■ What you need to do:
Work through the listing below, copying each line that carries the word "post".

■ Input material:
______

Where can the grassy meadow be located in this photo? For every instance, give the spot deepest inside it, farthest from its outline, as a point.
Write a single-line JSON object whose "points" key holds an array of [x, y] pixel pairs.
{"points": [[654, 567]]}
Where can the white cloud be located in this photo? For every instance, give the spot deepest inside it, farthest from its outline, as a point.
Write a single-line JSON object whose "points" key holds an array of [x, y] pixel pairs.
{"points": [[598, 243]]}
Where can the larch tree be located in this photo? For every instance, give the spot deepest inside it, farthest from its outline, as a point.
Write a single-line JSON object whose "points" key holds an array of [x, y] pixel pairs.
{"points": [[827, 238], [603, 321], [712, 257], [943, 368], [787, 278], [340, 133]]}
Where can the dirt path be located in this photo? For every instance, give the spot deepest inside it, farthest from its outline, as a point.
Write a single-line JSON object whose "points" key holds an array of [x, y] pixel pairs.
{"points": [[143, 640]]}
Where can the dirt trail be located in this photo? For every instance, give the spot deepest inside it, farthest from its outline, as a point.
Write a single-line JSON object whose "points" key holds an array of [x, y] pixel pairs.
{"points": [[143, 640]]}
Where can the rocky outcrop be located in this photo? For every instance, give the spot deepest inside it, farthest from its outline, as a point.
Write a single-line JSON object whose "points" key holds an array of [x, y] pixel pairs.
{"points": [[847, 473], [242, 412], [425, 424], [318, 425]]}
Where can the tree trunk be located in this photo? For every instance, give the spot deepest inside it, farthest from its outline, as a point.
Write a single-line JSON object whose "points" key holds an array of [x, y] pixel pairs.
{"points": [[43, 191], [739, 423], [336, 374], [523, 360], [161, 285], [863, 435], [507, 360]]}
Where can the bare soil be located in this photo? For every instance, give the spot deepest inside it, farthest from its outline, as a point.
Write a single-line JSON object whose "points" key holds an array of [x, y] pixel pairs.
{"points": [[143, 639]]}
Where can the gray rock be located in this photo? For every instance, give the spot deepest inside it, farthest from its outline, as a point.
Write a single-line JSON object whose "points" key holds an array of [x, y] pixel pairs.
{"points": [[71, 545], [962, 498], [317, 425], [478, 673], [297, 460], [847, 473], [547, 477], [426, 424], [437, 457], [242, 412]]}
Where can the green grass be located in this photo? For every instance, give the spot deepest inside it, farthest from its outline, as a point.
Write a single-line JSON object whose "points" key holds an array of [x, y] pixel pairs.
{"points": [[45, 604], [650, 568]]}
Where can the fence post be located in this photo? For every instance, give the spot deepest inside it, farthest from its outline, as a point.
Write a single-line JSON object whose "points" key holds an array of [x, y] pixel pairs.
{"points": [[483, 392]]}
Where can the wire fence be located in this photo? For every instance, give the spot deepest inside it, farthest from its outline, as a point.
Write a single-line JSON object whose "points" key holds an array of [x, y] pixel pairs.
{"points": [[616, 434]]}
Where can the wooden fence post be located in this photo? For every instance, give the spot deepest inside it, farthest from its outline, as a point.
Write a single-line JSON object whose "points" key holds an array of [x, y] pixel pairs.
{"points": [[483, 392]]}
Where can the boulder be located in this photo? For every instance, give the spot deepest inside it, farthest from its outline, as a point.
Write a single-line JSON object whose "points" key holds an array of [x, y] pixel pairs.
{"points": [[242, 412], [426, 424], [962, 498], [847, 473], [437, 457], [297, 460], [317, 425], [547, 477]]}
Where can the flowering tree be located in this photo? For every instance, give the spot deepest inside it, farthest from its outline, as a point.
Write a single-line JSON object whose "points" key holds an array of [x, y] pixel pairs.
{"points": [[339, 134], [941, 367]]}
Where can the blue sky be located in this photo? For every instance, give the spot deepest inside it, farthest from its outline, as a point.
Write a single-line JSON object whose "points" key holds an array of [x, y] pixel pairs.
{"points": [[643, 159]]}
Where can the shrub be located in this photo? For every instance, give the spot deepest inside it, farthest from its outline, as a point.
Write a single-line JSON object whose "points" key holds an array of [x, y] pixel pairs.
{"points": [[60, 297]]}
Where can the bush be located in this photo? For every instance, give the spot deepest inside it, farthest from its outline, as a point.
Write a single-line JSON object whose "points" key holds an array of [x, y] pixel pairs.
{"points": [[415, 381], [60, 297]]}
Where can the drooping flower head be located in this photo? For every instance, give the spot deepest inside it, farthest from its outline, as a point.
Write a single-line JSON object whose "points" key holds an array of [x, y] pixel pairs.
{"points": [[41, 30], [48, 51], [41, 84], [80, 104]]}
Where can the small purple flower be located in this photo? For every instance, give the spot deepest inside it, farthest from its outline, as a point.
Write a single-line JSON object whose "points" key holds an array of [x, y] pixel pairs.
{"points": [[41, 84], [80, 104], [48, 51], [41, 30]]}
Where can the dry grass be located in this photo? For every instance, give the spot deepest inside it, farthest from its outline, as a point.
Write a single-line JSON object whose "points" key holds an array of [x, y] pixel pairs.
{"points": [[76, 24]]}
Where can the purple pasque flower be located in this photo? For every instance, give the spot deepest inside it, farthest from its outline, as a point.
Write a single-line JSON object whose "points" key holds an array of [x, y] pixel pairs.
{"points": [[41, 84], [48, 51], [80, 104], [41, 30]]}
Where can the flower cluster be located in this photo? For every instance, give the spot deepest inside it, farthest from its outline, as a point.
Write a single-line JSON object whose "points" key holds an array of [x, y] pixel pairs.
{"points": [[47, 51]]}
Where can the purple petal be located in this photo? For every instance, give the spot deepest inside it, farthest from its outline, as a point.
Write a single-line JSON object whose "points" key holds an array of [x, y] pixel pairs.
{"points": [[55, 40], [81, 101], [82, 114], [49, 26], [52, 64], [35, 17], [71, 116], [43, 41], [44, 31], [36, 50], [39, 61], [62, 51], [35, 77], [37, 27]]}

______

■ Response to this exercise:
Where can the fence post be located in this photo? For every instance, give the spot deepest inside it, farthest from its outline, as a point.
Where can the wooden fence post be located in this photo? For every instance, give the spot deepest inside it, farthest from its outline, as a point.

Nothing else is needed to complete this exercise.